Return the lines below that carry the word "white".

Stored items
##########

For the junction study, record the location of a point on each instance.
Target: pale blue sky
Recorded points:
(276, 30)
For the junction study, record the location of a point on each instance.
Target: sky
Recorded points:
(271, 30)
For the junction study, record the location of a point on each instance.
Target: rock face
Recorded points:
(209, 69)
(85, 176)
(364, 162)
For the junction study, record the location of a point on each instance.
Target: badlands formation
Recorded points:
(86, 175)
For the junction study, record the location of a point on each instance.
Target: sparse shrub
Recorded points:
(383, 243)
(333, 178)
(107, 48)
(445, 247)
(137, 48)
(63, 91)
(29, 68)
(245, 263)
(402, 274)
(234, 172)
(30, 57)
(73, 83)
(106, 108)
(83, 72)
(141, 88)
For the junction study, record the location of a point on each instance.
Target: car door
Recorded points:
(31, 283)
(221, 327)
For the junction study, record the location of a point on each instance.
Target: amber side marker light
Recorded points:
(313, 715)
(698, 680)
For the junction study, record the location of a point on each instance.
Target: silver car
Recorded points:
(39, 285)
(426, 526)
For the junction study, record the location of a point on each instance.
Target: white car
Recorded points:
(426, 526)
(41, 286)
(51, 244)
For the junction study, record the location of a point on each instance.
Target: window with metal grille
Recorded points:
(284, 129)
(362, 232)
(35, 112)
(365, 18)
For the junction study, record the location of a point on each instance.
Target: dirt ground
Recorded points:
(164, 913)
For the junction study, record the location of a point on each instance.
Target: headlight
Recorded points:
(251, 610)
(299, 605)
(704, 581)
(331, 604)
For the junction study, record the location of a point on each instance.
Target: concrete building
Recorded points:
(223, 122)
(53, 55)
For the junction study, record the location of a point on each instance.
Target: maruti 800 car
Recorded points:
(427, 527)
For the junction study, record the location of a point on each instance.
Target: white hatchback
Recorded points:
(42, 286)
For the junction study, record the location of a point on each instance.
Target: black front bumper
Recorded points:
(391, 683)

##########

Your response
Target: white car
Target: white hatchback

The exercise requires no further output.